__TASK TO CARRY OUT__: Copy exactly the lines from the "Target: pedestrian crosswalk" line to the end, both included, and nothing else.

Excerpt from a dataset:
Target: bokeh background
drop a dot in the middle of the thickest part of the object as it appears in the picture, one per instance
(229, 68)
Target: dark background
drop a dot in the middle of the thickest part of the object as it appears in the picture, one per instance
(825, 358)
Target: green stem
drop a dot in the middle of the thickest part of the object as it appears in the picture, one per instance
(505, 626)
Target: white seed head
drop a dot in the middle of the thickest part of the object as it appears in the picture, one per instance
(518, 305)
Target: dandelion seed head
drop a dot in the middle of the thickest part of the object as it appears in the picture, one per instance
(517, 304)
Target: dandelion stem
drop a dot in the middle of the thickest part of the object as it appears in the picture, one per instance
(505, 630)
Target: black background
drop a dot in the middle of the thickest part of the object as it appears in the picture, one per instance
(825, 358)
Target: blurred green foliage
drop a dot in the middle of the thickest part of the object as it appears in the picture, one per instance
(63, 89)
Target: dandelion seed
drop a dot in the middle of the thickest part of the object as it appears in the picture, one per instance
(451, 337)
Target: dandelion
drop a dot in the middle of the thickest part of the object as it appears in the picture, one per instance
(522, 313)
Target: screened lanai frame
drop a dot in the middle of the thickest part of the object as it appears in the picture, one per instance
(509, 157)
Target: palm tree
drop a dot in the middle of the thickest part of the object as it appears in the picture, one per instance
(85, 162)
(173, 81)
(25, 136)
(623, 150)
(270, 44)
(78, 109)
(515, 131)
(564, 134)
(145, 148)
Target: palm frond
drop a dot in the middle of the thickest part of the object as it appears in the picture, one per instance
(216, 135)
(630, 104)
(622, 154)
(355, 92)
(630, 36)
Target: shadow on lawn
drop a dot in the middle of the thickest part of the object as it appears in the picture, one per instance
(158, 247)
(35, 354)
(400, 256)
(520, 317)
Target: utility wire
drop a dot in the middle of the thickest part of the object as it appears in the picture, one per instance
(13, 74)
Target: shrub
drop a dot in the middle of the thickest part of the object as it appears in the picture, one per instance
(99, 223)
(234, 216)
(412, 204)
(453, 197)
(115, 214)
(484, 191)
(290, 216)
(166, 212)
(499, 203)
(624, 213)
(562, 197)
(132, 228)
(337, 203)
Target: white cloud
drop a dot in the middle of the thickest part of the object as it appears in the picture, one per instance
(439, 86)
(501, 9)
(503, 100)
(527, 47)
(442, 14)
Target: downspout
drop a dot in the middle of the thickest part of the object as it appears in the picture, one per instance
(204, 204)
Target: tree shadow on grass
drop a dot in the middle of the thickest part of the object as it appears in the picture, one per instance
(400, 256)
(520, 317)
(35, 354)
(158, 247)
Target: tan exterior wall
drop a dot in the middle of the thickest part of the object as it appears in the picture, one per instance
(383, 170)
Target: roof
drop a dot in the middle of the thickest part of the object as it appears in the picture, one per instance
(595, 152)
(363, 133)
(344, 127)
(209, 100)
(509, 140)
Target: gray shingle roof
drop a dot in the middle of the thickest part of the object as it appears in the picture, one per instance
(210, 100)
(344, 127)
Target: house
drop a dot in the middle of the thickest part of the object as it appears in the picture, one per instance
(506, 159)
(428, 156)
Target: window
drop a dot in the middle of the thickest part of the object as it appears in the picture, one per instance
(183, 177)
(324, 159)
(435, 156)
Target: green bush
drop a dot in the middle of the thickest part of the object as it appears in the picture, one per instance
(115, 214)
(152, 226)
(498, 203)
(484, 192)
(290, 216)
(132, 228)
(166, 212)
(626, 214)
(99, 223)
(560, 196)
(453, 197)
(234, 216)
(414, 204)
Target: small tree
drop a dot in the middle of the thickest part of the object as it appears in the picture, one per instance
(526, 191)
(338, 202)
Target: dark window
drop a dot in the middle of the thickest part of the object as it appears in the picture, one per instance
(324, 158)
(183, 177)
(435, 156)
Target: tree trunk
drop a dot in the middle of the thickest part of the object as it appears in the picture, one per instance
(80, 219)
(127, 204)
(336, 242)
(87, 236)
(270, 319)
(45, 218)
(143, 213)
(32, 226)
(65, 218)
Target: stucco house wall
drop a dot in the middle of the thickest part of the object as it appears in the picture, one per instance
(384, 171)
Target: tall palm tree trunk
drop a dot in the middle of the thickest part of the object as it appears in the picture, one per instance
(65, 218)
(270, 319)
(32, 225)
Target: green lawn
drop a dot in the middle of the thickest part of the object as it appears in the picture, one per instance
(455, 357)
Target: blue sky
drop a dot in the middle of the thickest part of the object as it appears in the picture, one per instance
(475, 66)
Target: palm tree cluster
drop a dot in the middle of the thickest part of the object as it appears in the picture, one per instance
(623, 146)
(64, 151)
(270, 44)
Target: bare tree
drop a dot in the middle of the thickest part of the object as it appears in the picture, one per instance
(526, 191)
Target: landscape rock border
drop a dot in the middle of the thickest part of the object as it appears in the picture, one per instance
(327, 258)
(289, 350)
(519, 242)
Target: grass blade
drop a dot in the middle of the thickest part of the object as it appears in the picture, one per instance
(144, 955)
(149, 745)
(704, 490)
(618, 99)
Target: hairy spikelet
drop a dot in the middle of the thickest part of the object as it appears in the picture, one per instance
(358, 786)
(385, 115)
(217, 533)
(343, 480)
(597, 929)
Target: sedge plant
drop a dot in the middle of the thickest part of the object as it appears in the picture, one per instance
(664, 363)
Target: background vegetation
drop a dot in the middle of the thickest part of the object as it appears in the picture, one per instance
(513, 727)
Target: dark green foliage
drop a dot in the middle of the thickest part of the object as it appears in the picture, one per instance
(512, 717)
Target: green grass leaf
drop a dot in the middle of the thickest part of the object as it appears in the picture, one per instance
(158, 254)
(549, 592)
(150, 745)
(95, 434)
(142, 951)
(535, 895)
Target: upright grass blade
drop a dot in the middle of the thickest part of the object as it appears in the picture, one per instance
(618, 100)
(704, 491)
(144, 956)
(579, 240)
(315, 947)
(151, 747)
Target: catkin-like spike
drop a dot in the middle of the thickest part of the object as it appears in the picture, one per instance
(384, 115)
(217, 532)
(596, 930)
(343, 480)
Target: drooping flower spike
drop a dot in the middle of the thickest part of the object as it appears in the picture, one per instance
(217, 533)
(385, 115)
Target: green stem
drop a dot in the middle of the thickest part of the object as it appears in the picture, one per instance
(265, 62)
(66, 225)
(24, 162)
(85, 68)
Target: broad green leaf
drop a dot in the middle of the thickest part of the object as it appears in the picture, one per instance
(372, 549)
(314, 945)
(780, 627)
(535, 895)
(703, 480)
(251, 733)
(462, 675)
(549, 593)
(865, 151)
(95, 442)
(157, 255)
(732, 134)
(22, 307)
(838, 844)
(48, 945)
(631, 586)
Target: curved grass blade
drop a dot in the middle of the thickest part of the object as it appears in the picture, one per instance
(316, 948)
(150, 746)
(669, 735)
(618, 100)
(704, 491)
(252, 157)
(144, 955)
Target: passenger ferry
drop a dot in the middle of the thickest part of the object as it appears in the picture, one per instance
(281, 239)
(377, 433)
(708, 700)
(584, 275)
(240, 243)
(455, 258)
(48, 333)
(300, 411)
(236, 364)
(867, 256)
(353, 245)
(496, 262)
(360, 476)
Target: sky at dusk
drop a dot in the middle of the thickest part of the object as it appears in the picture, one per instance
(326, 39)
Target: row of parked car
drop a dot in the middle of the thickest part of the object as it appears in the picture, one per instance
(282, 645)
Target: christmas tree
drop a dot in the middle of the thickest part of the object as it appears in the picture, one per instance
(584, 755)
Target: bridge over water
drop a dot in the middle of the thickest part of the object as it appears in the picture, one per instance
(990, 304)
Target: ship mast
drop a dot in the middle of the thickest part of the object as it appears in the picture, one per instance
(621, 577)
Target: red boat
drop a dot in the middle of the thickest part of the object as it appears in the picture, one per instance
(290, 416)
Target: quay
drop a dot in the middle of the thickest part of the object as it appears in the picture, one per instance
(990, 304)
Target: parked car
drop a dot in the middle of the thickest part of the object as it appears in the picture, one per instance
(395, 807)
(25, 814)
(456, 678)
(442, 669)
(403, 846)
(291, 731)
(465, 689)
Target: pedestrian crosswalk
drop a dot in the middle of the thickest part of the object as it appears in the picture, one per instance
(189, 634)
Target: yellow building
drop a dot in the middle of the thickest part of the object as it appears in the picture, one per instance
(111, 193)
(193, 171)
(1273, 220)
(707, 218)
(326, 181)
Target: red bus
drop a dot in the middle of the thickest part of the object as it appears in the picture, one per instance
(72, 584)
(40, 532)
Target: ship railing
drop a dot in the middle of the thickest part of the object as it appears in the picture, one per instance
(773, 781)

__SOLUTION TO THE PROBLEM__:
Target: pedestrian crosswalk
drop a dot in the middle of the thickest part of the object as it appears in the picture, one per instance
(189, 634)
Target: yellow building
drop a dot in the middle of the thickest part of the object as it appears in the picture, one per instance
(111, 193)
(193, 171)
(1273, 220)
(707, 218)
(326, 181)
Target: red bus
drop a dot in the middle of the thickest part of the object as it appears in the picture, one per instance
(72, 584)
(40, 532)
Target: ship railing
drop a dot in the middle of the thickest part of the object as it appears in the picture, one per instance
(773, 781)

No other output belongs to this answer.